--- start of EXTRACTED ENTRIES ---
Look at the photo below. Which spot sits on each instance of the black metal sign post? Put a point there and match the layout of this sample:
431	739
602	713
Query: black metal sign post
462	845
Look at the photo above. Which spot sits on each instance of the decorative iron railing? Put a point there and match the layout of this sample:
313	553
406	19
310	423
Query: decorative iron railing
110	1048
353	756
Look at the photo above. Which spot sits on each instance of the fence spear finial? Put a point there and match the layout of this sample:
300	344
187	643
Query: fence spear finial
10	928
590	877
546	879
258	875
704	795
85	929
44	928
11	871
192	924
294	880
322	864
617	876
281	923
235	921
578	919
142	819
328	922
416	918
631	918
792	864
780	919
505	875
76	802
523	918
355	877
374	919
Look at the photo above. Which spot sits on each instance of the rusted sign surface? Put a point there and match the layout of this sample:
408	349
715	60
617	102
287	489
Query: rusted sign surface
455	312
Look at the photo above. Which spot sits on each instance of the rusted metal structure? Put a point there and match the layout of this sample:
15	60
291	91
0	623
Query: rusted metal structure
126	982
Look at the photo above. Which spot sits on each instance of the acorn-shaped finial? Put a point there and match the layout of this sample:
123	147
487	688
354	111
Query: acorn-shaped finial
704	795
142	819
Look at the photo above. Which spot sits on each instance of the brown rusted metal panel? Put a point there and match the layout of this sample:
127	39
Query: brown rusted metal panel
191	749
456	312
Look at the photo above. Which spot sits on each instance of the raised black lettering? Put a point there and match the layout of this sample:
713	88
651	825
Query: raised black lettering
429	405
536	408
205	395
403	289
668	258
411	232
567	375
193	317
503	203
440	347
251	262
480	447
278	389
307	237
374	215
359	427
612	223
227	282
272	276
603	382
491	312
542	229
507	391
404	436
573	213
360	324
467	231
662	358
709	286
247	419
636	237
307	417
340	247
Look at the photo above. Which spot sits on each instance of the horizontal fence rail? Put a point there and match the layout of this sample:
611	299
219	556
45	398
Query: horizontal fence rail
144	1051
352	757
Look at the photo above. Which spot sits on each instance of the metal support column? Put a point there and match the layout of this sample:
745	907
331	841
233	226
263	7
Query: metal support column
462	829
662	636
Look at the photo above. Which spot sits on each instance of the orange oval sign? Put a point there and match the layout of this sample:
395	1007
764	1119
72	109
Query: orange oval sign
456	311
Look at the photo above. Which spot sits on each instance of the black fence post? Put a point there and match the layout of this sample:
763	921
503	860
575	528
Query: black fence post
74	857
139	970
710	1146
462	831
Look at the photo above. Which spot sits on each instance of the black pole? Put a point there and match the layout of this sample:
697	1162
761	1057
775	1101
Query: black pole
--- end of EXTRACTED ENTRIES ---
TASK TO COMPLETE:
Could you copy out, unchanged, the stretch of items from the line containing "the black fence" through the end of the items?

WORKED SOLUTION:
Look at the photo above. Which spot sits on each instance of the black fence post? Put a point there and match the layout of this sample:
763	921
503	860
575	528
Query: black fence post
74	857
139	970
710	1146
462	831
Look at the photo above. Which spot sits on each instance of the black pole? Put a point there and match the layout of this sample:
697	1162
761	1057
775	1101
Query: black pole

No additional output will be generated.